**TASK DESCRIPTION**
Keep the pictures out and restate every record exactly.
********************
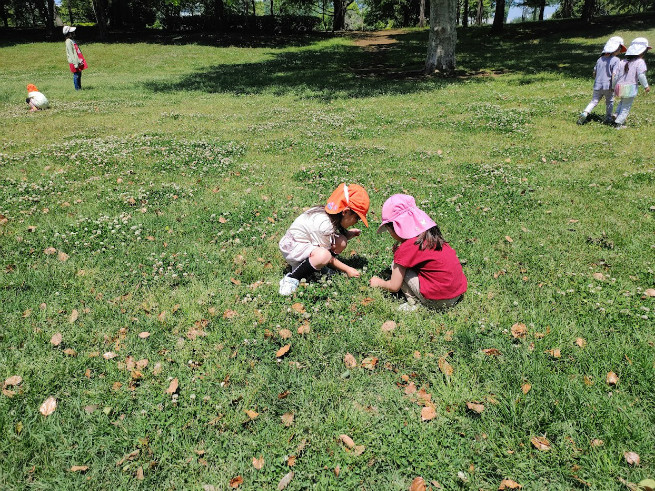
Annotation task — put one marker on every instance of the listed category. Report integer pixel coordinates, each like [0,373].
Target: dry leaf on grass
[347,441]
[631,458]
[173,386]
[282,351]
[445,367]
[519,330]
[349,360]
[284,482]
[13,380]
[418,484]
[509,484]
[388,326]
[555,352]
[612,378]
[475,407]
[428,413]
[48,407]
[540,443]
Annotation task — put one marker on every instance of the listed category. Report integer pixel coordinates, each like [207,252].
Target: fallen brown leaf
[347,441]
[477,408]
[173,386]
[287,419]
[284,482]
[349,360]
[418,484]
[48,407]
[631,458]
[56,339]
[258,462]
[509,484]
[388,326]
[282,351]
[445,367]
[428,413]
[519,330]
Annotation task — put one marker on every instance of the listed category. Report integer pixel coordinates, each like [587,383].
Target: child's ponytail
[430,239]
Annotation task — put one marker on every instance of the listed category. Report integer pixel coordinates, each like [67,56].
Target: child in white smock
[605,66]
[628,75]
[320,233]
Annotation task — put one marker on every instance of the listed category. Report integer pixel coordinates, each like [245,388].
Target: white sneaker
[288,285]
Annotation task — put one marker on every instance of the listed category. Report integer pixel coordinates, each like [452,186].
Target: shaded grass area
[168,188]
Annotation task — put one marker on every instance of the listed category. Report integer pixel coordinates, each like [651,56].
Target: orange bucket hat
[354,197]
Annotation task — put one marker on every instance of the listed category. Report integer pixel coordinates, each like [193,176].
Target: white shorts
[295,252]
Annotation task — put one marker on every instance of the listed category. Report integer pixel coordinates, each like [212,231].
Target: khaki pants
[412,290]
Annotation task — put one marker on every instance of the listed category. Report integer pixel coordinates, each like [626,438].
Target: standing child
[35,99]
[424,267]
[76,61]
[320,233]
[603,70]
[628,75]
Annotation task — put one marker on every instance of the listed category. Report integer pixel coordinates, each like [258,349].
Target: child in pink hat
[424,267]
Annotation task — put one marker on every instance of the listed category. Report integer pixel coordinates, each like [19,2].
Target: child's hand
[376,282]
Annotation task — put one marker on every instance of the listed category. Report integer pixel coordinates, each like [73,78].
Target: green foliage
[168,189]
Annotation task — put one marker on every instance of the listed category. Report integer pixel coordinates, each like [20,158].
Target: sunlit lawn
[141,221]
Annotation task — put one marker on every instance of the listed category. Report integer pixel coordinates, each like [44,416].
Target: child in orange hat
[320,233]
[35,99]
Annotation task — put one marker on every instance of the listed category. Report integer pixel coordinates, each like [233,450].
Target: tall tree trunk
[499,17]
[588,10]
[99,8]
[442,38]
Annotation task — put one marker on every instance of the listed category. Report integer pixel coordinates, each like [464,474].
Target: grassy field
[138,250]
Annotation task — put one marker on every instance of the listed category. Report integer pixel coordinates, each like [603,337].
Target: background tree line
[289,15]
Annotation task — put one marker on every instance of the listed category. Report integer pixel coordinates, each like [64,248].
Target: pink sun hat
[408,219]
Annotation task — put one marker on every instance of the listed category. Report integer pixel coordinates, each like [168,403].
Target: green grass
[169,180]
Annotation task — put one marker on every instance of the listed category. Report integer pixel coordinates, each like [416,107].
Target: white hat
[637,47]
[614,43]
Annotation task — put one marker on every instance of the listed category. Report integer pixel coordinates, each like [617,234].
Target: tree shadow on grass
[394,67]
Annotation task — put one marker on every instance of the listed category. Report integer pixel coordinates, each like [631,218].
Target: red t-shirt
[440,272]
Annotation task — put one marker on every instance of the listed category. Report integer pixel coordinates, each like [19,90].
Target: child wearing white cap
[628,75]
[605,66]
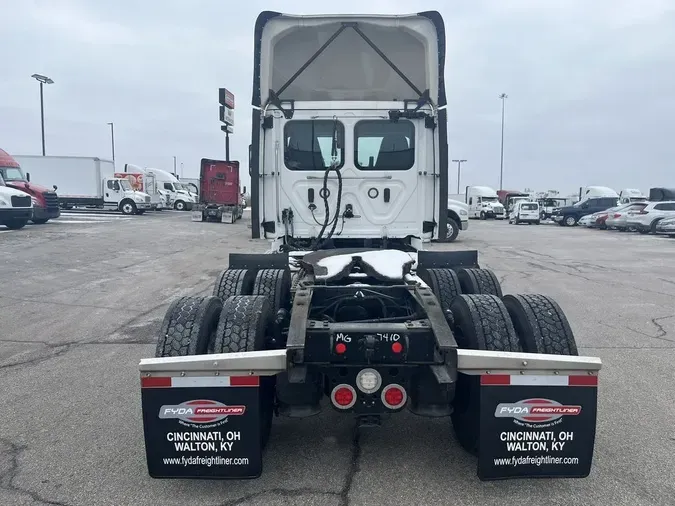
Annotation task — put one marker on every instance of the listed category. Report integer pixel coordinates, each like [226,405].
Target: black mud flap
[202,427]
[536,426]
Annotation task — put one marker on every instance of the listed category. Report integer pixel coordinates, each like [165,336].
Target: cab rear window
[308,144]
[384,145]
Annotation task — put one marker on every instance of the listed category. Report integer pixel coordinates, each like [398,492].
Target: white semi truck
[483,202]
[87,182]
[181,198]
[16,207]
[348,311]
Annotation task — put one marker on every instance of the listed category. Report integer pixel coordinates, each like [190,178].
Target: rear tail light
[343,396]
[394,396]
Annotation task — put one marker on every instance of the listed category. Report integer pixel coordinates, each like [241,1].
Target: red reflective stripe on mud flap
[573,381]
[495,379]
[153,382]
[244,381]
[583,381]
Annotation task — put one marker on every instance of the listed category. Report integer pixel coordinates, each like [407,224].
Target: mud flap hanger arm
[271,362]
[275,96]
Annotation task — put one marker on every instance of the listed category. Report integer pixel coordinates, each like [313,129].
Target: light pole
[459,172]
[42,80]
[503,96]
[112,139]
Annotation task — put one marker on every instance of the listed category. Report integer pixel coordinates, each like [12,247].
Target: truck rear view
[219,192]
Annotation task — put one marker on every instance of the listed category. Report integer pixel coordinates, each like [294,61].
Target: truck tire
[128,207]
[481,322]
[188,326]
[479,281]
[244,324]
[232,282]
[444,283]
[15,224]
[275,284]
[540,324]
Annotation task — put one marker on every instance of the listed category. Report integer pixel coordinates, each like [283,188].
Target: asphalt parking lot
[81,303]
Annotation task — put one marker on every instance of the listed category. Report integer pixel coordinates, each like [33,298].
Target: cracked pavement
[81,305]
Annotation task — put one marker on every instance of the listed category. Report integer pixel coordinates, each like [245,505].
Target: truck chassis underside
[429,331]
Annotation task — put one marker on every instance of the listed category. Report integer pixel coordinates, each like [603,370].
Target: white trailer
[86,182]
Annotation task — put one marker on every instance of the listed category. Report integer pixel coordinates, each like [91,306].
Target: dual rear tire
[515,323]
[239,316]
[482,318]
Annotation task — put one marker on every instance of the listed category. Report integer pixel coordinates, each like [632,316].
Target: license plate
[537,426]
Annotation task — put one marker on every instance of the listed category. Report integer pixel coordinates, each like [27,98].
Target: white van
[525,212]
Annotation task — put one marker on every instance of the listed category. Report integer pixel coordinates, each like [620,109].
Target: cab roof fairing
[420,56]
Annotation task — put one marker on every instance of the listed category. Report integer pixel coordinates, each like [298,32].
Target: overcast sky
[591,84]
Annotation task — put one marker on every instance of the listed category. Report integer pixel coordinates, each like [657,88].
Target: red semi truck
[220,195]
[45,201]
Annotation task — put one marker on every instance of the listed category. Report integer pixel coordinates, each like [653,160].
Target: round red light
[343,396]
[394,396]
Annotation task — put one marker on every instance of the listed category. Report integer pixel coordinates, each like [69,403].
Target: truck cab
[484,203]
[630,195]
[181,198]
[45,202]
[349,150]
[16,207]
[119,192]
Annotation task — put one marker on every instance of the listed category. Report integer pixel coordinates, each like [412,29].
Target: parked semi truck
[483,202]
[181,198]
[87,182]
[16,207]
[348,311]
[220,193]
[16,172]
[143,181]
[509,198]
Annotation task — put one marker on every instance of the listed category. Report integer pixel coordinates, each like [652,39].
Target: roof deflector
[423,97]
********************
**COMPLETE OUTPUT**
Annotation task — put one marker on every instance of the listed category. Report integer pixel coordinates, each like [0,373].
Target: dry leaf on grass
[347,441]
[631,458]
[173,386]
[282,351]
[445,367]
[519,330]
[349,360]
[284,482]
[13,380]
[418,484]
[509,484]
[388,326]
[555,352]
[612,378]
[475,407]
[428,413]
[48,407]
[540,443]
Annotation task — put one marker on every instance of the listed category. Report integer pixel coordinates, each like [207,252].
Target: fallen brown leaf
[347,441]
[477,408]
[173,386]
[287,419]
[284,482]
[349,360]
[418,484]
[48,407]
[631,458]
[56,339]
[258,462]
[509,484]
[388,326]
[282,351]
[445,367]
[428,413]
[519,330]
Annotation task — put one marker on every instance of the listed category. Report integer pixel coordinates, each like [587,383].
Target: child's ponytail
[430,239]
Annotation task — put one marker on every instance of the listed category. Report integer pixel coordinates, each like [67,56].
Target: child in white smock
[605,66]
[628,75]
[320,233]
Annotation task — put one marker on every instance of the listed category. Report integer pixel coordinates, each like [245,388].
Target: white sneaker
[288,285]
Annotation task — put one marker on every instance of the listed category. Report integer pixel coordinates, each like [452,186].
Target: shaded grass area
[168,188]
Annotation task — put one marker on every instance of the listed category. Report integer pixel coordinates, each like [651,56].
Target: orange bucket hat
[354,197]
Annotation task — put one marker on every instance of the listed category. Report integer pixel coordinates, each like [193,176].
Target: white shorts
[295,252]
Annotation task — put one marker on every instance of the listed category. Report integer pixel coordinates, each like [212,231].
Target: khaki pants
[412,290]
Annotation task — put one marker on every instance of the listed category. Report integer pixel coordinates, each like [626,438].
Target: standing child
[35,99]
[424,267]
[76,61]
[320,233]
[603,70]
[628,75]
Annotation task — put one marker on every instance of the listed category. Report integer pixel coordinates, each like [258,349].
Target: child in pink hat
[424,267]
Annotation task — put one marker on every instance of the listed category. Report integer pixel coordinates, each like [19,2].
Target: child's hand
[376,282]
Annotation task — put one marker on every instance of the listed category. Report integer pixel coordinates, each like [73,78].
Target: green foliage
[168,189]
Annotation task — put one marker on every instance of the listed category. Report integer pixel coordinates, each like [20,158].
Target: sunlit lawn
[141,221]
Annotation task — put one marker on every instance of the listed category. Report integer pixel coordinates, each like [44,416].
Target: child in orange hat
[320,233]
[35,99]
Annotation task — put one marker on every instance of the listed category. Report integer pixel coordinates, each like [233,450].
Target: tall tree trunk
[499,17]
[588,10]
[99,8]
[442,38]
Annotation task — put one marker on every instance of the listed category. Report integer pixel coordinates, each like [464,474].
Target: grassy field
[138,250]
Annotation task — put one marker on every instance of the listed category. Report integer pixel coordinates, each like [603,337].
Target: background tree line
[289,15]
Annotation task — put one marker on every instance of the listed category. Report integer pixel coordinates, each like [64,248].
Target: pink sun hat
[408,219]
Annotation task — put one marker on every instance of the listed category. Report integer pixel coordinates, each like [168,403].
Target: green grass
[169,180]
Annotation task — put one marker on every instance of the listed category. Report integer pixel coordinates, each like [416,107].
Target: white hat
[637,47]
[614,43]
Annotation task — put one marker on every instance of the listed category. Report integer pixel coordinates, each like [617,234].
Target: tree shadow on grass
[394,67]
Annotation task — put one marker on every instance of the listed category. Report integer pixel coordinates, each like [631,218].
Target: red t-shirt
[440,272]
Annotation task — put one marker on every instance of the listed category. Report integer pixel coordinates, each like [19,90].
Target: child wearing white cap
[628,75]
[605,66]
Annotation task — put one marker on every instance of the listed category. Report integer pixel coordinates, each like [226,405].
Target: black mud flap
[202,427]
[536,426]
Annotation task — put one marker on every instance of the listed category. Report integer pixel coordinates, each like [165,336].
Target: cab rear window
[308,144]
[384,145]
Annotation task — put one marker on every instance of the listed category. Report integer pixel coordinates, each like [398,492].
Target: white semi truck
[483,202]
[87,182]
[181,198]
[16,207]
[348,311]
Annotation task — put one marker on every instance of the listed category. Report integer pixel coordinates, each like [190,178].
Target: rear tail light
[343,396]
[394,396]
Annotation task — put one marker on every instance of the listed category. Report integer pixel coordinates, each like [241,1].
Target: red reflective stripe on mud flap
[573,381]
[495,379]
[153,382]
[244,381]
[583,381]
Annotation task — put one marker on every instance of the listed category. Report integer pixel coordinates, each like [407,224].
Target: mud flap hanger arm
[271,362]
[275,96]
Annotation task — put one marker on every instance of the listed category. Report integer pixel coordinates, each like [313,129].
Target: light pole
[459,172]
[42,80]
[503,96]
[112,139]
Annotation task — put one marker on every instance of the listed category. Report integer pixel coordinates, each like [12,247].
Target: truck rear view
[219,192]
Annotation task — put one marker on every instance of the listed category. Report integer pixel coordinates, each like [294,61].
Target: truck tire
[128,207]
[481,322]
[188,326]
[479,281]
[244,324]
[232,282]
[444,283]
[15,224]
[275,284]
[540,324]
Annotation task — put one marker on every instance of the listed category. Report integer pixel coordinates, each like [283,188].
Target: asphalt parking lot
[81,303]
Annotation task — put one marker on every instance of the listed category. Report integer pixel coordinates, each like [33,298].
Target: cracked pavement
[81,305]
Annotation task — put one marker on every instance of the listed category. Report integer pixel coordinates, each like [245,505].
Target: truck chassis underside
[429,331]
Annotation task — put one marker on every instance of the listed category. Report integer pixel coordinates, each like [603,370].
Target: white trailer
[86,182]
Annotation task — put one marker on every instance of the listed category. Report integer pixel coordinates, each like [91,306].
Target: dual rear tire
[515,323]
[239,316]
[482,318]
Annotation task — put one marker on every instance of the listed category. Report integer pixel coordinates, each like [632,316].
Target: license plate
[537,426]
Annotation task — put one marker on every instance of the listed category. Report integer pixel coordinates, each like [27,98].
Target: white van
[525,212]
Annotation task — put one marker on every instance of the listed category. Report integer pixel coordinates, each like [620,109].
Target: cab roof fairing
[420,56]
Annotation task — put one marker on every instance of the listed category. Report integer pixel coordinates, each like [298,32].
Target: overcast sky
[591,84]
Annotation task — put one marker on every instance of the listed category. Report integer pixel coordinates, each like [657,88].
Target: red semi truck
[220,195]
[45,201]
Annotation task — put one marker on every instance of the listed category. Report integer pixel coordinates, each like [653,160].
Target: round red light
[343,396]
[394,396]
Annotation task — put one marker on every instance of the listed category. Report integer pixel coordinates, each like [69,403].
Target: truck cab
[484,203]
[630,195]
[181,198]
[45,202]
[349,150]
[16,207]
[119,192]
Annotation task — put one marker on every instance of the listed category. Report integer pixel coordinates, each like [412,29].
Target: parked semi truck
[483,202]
[181,198]
[87,182]
[16,207]
[348,311]
[220,193]
[16,172]
[143,181]
[509,198]
Annotation task — put one marker on every instance of the listed category. Report integer pixel coordinates, each like [652,39].
Target: roof deflector
[423,97]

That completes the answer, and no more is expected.